**RECORDS PROVIDED**
----
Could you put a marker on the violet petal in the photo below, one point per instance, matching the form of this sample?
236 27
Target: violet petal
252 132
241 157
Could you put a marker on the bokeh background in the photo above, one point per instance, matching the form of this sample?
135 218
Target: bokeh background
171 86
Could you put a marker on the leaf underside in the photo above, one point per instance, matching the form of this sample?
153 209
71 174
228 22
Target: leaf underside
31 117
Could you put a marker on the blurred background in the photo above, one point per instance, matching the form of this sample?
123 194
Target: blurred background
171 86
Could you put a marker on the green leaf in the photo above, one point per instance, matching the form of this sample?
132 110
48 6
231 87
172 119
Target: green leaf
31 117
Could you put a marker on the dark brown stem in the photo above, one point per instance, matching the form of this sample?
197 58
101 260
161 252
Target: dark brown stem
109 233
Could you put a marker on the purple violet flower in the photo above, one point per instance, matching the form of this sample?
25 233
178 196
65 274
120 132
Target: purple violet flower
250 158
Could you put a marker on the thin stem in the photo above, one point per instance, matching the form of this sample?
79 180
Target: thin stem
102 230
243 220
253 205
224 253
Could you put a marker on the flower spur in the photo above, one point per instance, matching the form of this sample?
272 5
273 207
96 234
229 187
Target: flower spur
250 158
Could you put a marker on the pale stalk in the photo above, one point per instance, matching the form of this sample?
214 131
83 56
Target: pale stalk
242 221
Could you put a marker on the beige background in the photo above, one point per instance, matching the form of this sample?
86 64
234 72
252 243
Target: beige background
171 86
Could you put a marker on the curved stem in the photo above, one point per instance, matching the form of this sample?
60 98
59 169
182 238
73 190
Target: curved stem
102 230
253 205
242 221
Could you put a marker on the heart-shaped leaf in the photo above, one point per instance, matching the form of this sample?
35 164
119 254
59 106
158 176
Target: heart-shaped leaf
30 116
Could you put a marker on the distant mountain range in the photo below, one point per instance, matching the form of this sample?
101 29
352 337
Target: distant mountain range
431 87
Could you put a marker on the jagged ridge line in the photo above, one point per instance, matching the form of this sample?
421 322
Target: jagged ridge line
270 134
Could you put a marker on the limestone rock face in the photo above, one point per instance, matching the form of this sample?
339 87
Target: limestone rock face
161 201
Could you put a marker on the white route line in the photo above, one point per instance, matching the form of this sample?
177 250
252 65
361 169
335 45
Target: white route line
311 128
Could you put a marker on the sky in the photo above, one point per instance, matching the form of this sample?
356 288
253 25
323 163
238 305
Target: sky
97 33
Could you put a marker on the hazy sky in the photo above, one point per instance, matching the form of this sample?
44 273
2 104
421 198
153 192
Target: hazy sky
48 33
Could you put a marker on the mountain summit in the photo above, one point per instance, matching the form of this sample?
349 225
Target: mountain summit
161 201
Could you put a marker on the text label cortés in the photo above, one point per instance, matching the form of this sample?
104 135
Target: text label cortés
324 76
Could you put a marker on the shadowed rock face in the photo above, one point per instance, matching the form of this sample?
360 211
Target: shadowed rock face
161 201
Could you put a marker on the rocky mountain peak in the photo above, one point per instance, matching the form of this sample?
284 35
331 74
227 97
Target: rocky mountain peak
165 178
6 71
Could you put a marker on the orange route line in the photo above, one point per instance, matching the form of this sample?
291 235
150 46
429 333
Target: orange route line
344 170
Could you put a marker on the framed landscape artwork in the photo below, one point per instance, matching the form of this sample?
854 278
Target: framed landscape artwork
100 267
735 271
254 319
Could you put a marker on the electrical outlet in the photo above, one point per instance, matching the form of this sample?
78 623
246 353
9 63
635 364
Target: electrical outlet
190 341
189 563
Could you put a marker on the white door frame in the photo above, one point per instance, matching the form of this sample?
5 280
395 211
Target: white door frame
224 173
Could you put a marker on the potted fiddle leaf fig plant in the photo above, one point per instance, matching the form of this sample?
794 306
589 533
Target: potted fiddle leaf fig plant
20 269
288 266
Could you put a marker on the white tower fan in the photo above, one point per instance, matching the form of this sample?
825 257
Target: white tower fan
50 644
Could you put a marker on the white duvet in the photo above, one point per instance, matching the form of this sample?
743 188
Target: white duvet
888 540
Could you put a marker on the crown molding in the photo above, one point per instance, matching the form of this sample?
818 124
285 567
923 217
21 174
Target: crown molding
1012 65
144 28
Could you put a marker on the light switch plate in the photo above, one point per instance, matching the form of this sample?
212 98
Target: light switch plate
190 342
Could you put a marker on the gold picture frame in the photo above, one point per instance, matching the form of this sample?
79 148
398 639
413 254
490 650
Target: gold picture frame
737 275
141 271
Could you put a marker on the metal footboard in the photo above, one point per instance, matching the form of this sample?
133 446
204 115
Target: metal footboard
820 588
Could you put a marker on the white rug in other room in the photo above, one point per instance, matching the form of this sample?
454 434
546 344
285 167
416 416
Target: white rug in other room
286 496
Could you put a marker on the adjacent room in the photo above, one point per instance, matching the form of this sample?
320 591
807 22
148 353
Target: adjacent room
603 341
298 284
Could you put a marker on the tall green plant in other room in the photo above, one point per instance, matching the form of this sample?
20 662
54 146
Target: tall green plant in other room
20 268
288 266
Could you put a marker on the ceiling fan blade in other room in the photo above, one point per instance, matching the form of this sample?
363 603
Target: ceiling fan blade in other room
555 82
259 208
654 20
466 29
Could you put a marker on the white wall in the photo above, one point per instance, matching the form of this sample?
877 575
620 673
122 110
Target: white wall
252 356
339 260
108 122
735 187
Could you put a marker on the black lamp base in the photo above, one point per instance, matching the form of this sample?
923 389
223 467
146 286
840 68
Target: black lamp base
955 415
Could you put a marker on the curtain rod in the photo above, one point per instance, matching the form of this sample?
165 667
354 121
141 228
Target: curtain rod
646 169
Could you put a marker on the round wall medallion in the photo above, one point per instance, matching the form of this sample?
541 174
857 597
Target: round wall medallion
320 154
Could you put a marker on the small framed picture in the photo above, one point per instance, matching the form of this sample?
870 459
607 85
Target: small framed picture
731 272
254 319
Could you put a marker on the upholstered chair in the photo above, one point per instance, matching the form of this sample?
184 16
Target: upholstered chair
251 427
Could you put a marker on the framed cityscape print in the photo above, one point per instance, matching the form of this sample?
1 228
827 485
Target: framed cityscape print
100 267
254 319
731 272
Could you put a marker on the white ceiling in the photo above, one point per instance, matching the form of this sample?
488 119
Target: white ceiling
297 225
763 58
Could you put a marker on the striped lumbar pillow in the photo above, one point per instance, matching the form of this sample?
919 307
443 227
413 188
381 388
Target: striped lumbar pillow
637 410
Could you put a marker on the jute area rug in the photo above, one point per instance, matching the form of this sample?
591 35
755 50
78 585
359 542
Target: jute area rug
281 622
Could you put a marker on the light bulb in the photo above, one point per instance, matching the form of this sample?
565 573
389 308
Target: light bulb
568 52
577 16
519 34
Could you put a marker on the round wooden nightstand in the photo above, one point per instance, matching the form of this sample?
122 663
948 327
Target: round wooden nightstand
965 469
----
**WHAT THE TASK REQUIRES**
Could you scale the records from the line with "Could you put a marker on the small" through the end of the records, requests included, by multiplying every answer coordinate by 1.3 and rounding to whole numbers with halves going up? Leave the numbers in the requests and their sample points unchanged.

**WORKED ANSWER**
Could you put a marker on the small framed picture in the photo above, one point per instance, matching the form of this sample?
870 459
607 85
Target: small framed picture
950 354
330 415
Could you put a marker on the upholstered chair in the photo above, one point per instance, matching the form of this sample?
184 16
Target: upholstered chair
326 555
Could you put a marker on the framed cityscape print in the photo above, one point per instance, matching the form of this sample?
1 228
827 485
Target: framed cityscape print
130 347
330 415
950 354
Could you put a marker on the white ceiling in the photo above, one point per instance, matching the form of this sample?
488 119
Target: white ceiling
386 293
992 75
Could you put a marker on the striped lumbar pillow in the photo above, one point per instance, matching the form of this sample?
919 307
443 227
413 188
381 388
Target: striped lumbar pillow
828 533
Could you put a marker on the jute area rug in the photo above, one point per instance, matching the form of this sample?
591 35
755 50
78 585
359 542
Target: jute area rug
365 809
Could you put a marker on the light bulb in the photo above, one point per instance, matching the form of this sample?
565 573
389 308
Target: light bulb
738 68
750 21
675 44
Could you put a marker on the round wooden nightstand in the photo above, one point per instance, matching the form of this sample?
122 663
948 327
Target: round wooden nightstand
1255 610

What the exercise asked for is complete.